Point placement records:
· · · · · · ·

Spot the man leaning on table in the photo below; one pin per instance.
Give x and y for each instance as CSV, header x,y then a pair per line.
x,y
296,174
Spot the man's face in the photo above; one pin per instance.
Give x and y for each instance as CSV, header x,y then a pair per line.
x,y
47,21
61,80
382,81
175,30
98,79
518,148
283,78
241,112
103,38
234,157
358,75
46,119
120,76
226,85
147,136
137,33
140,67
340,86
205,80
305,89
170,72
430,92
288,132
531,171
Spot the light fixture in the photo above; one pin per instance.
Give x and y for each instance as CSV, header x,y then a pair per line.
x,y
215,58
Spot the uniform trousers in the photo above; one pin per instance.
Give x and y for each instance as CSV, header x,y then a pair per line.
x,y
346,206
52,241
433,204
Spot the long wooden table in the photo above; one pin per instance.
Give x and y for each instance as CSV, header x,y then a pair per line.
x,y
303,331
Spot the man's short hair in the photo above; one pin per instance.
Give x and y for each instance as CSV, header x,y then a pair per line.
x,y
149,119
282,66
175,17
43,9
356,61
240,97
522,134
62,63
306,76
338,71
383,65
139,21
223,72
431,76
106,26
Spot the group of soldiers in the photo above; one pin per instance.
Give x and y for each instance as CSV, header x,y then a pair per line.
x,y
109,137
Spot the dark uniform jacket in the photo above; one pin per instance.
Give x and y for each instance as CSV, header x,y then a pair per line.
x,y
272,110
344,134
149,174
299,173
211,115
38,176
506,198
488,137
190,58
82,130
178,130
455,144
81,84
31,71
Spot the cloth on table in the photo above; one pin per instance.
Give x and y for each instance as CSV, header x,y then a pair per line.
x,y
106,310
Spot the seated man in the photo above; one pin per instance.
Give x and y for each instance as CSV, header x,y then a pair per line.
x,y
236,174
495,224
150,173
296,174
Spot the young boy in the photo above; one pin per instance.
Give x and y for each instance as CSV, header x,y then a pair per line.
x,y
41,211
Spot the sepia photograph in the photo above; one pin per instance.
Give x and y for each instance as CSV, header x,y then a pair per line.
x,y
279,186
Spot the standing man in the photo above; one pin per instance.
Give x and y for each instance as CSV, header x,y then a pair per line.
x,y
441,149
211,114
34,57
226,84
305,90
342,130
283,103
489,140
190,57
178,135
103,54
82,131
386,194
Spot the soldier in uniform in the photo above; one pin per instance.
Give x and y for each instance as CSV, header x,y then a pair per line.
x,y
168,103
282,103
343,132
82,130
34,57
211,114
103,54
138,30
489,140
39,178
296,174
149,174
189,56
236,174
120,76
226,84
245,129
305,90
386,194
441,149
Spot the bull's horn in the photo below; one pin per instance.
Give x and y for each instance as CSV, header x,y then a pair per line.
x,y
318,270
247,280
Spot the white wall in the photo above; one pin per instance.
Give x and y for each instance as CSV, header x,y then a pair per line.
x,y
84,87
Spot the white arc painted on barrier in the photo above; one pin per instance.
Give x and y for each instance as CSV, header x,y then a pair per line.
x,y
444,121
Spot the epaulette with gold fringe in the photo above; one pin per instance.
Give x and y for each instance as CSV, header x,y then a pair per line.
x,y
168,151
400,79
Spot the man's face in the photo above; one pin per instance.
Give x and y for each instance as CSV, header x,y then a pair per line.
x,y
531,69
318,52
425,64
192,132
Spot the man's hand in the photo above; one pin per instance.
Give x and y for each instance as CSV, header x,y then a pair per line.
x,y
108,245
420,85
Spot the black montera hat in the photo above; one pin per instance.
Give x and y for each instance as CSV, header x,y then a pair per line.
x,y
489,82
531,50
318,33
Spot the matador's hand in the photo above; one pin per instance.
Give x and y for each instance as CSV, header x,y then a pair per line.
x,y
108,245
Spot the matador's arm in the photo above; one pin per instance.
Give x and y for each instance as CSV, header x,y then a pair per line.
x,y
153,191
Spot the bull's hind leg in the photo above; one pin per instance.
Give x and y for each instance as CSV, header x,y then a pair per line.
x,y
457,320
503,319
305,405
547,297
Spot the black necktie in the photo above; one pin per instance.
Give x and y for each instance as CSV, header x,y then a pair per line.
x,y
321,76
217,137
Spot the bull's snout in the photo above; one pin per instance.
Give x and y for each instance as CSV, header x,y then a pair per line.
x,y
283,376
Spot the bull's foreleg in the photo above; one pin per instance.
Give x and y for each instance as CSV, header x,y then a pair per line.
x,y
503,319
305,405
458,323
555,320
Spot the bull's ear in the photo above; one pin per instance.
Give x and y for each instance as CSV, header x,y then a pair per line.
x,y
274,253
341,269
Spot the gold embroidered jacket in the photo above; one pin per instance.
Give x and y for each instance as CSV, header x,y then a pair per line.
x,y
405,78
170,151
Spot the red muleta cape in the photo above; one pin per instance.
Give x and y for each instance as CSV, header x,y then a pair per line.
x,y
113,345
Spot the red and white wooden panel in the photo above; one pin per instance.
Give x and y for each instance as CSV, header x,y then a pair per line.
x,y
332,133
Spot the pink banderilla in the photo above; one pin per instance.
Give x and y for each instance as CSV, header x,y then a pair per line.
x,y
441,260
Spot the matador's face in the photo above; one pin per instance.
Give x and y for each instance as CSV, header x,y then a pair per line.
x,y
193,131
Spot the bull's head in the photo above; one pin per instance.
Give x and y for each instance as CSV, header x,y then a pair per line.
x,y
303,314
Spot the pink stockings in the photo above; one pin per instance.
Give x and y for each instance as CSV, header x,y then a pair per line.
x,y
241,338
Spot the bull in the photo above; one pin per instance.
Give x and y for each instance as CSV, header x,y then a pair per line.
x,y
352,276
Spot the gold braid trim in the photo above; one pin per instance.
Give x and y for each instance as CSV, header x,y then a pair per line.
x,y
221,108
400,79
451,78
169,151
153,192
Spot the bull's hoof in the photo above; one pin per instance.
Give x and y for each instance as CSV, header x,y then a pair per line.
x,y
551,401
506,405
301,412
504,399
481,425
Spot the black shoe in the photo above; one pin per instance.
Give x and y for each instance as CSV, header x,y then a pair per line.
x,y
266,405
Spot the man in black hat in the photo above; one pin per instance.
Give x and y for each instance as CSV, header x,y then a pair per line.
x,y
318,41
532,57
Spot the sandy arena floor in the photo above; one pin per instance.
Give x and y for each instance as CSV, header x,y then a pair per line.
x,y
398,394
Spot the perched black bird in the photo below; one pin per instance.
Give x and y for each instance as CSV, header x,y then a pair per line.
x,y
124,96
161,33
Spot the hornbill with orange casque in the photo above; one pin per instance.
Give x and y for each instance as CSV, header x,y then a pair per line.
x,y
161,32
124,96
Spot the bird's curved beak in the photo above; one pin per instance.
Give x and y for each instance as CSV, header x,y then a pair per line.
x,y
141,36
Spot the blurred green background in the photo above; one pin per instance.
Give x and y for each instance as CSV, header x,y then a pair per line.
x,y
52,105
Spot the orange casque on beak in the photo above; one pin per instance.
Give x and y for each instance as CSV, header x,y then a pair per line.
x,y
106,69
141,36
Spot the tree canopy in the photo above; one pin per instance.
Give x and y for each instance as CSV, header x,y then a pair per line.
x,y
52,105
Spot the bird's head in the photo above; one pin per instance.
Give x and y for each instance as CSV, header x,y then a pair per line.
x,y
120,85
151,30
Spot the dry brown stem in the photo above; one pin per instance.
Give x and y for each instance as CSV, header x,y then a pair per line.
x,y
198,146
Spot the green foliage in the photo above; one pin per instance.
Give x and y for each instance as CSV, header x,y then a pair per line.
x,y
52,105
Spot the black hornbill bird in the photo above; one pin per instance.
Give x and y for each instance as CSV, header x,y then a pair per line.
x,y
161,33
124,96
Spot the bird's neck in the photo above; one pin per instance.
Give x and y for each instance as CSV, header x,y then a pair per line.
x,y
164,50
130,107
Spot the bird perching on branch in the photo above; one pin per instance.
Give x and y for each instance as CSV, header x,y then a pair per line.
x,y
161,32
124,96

· · · · · · ·

Take every line from the one containing "Spot the orange" to the end of the listing and output it exactly, with nothing else.

**Exercise solution:**
Spot the orange casque on beak in the photo above; one pin per instance.
Give x and y for each instance as CSV, header x,y then a pair per line.
x,y
106,69
141,36
Spot the tree canopy in the photo above; one pin per instance.
Give x and y for each instance as CSV, header x,y then a pair per line.
x,y
52,105
Spot the bird's head in the photo above; one pin per instance.
Give x and y for each instance as CSV, header x,y then a pair per line.
x,y
120,85
151,30
Spot the dry brown stem in the photo above; one pin per instance.
Give x and y for each instance as CSV, header x,y then a pair per line.
x,y
198,146
Spot the green foliage in the photo above; one pin per instance.
Give x and y for each instance as CSV, header x,y then a pair per line.
x,y
52,105
Spot the black hornbill bird in the photo above; one pin per instance.
Give x and y for each instance as CSV, header x,y then a pair per line.
x,y
161,33
124,96
Spot the bird's neck in the photo above; one pin per instance.
Give x and y for each instance as CSV, header x,y then a pair per line.
x,y
164,50
130,107
Spot the bird perching on branch in the photo above; one pin per instance.
Give x and y for each instance as CSV, header x,y then a pair per line.
x,y
161,32
124,96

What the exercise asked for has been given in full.